>> start TEXT PROVIDED

Conundrum 2: From an investor’s perspective, a conundrum arises in case of distressed acquisitions – consider a scenario where the issue price (say, INR 10 which is the face value, which is also the fair market value as per FEMA/ Companies Act, 2013) is lower than the adjusted net book value (say, INR 25). In such a case, while commercially it may have been agreed upon that the investor will invest in a distressed company as a white knight, the difference in the commercial/ regulatory valuation and the tax valuation could lead to undesirable taxation in the hands of the investor. While the intent of section 56(2)(x) of the ITA was to act as an anti-avoidance measure so as to counter-act against any abuse vis-à-vis receipt of shares/ securities/ other assets under the garb of gifts, commercially negotiated transactions may unwittingly fall under the provisions of section 56(2)(x) of the ITA. This aspect has been dealt in detail later while dealing with transfer of shares between two unrelated parties, where this issue becomes much more pronounced.

Scenario 2: Preferential Issue of Equity Shares by a Listed Company

SEBI ICDR Regulations: Chapter V of the SEBI (Issue of Capital and Disclosure Requirements) Regulations, 2018 (“ICDR Regulations”) deal with preferential issue of shares by a listed company. In case of frequently traded shares[6], the pricing of such preferential issuance shall not be less than the volume weighted average price (“VWAP”) of the last 90 trading days, or 10 trading days whichever is higher. The said price also becomes the floor price under the NDI Rules, in case of a non-resident investor.

Requirements under Companies Act, 2013: Further, given the requirements of the Companies Act, 2013, as seen above, if the VWAP price (say, INR 90) is lower than the price determined by a registered valuer (say, INR 100), then the price determined by the registered valuer (INR 100) would become the floor price instead of the VWAP price.

Tax Perspective: While the provisions of section 56(2)(viib) of the ITA (i.e., justification of share premium) are not applicable to a listed entity, the provisions of section 56(2)(x) of the ITA would still be applicable. However, given that the issuance of shares would be by a listed company, the reference price would not be the adjusted net book value (as is so in case of unlisted companies), but the market price prevailing on the date of issuance – hence, the conundrum stated above becomes exacerbated given that the market price on the date of issuance could be a price different than what has been approved by the board of the listed company. This is so because the reference date for determining price for the preferential allotment would be the date of the board meeting, while the issuance would be subsequent to a shareholders’ resolution, which requires at least 21 days notice. Further, the fact that an in-principle approval from the stock exchanges is required to be taken before allotment of shares could increase the gap between the date of board approval and the date of issuance of shares. Of course, the argument that section 56(2)(x) of the ITA should not apply to a commercially negotiated transaction, especially in case of unrelated parties, should still continue to hold valid; however, this is yet one more scenario where a regulatory valuation and a tax valuation could lead to unintended tax consequences in the hands of the investor.

>> end TEXT PROVIDED
>> start DATA SECTION

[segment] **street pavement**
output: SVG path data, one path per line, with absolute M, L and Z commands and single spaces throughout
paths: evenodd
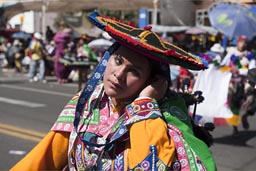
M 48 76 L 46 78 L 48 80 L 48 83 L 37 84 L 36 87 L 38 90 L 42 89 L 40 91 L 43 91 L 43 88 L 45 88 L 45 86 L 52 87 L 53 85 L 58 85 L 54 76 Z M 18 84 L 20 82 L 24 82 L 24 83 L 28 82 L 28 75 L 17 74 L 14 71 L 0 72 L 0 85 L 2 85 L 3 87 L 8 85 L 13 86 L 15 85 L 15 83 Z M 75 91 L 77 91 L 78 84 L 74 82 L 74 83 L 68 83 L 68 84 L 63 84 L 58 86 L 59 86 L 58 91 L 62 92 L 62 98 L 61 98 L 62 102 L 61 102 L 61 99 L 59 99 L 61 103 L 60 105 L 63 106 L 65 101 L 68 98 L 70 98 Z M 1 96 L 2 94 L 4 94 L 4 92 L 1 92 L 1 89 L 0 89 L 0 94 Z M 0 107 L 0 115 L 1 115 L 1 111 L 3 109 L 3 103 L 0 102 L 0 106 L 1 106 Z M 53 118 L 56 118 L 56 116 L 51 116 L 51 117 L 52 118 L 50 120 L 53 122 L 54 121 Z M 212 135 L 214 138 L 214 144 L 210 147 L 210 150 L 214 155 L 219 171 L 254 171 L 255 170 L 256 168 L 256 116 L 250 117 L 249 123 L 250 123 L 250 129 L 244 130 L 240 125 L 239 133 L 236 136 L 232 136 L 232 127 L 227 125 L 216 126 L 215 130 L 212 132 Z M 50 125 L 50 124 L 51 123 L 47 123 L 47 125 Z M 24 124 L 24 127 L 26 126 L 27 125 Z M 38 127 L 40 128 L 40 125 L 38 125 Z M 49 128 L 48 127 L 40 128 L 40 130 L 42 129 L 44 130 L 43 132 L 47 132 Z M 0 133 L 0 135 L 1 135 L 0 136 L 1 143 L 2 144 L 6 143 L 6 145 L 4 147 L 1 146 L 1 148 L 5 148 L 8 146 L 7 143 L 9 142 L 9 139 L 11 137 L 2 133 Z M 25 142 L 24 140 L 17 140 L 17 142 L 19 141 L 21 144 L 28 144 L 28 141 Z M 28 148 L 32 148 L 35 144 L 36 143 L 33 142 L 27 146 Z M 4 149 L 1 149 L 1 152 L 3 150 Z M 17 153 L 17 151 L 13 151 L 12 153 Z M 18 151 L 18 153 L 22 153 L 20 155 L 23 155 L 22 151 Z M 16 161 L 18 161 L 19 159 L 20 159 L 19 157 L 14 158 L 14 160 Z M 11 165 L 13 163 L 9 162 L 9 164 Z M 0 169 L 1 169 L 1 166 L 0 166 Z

>> end DATA SECTION

From the text on share pricing and taxation above, extract the passage word for word, beginning at "SEBI ICDR Regulations: Chapter" and stopping after "the VWAP price.".

SEBI ICDR Regulations: Chapter V of the SEBI (Issue of Capital and Disclosure Requirements) Regulations, 2018 (“ICDR Regulations”) deal with preferential issue of shares by a listed company. In case of frequently traded shares[6], the pricing of such preferential issuance shall not be less than the volume weighted average price (“VWAP”) of the last 90 trading days, or 10 trading days whichever is higher. The said price also becomes the floor price under the NDI Rules, in case of a non-resident investor.

Requirements under Companies Act, 2013: Further, given the requirements of the Companies Act, 2013, as seen above, if the VWAP price (say, INR 90) is lower than the price determined by a registered valuer (say, INR 100), then the price determined by the registered valuer (INR 100) would become the floor price instead of the VWAP price.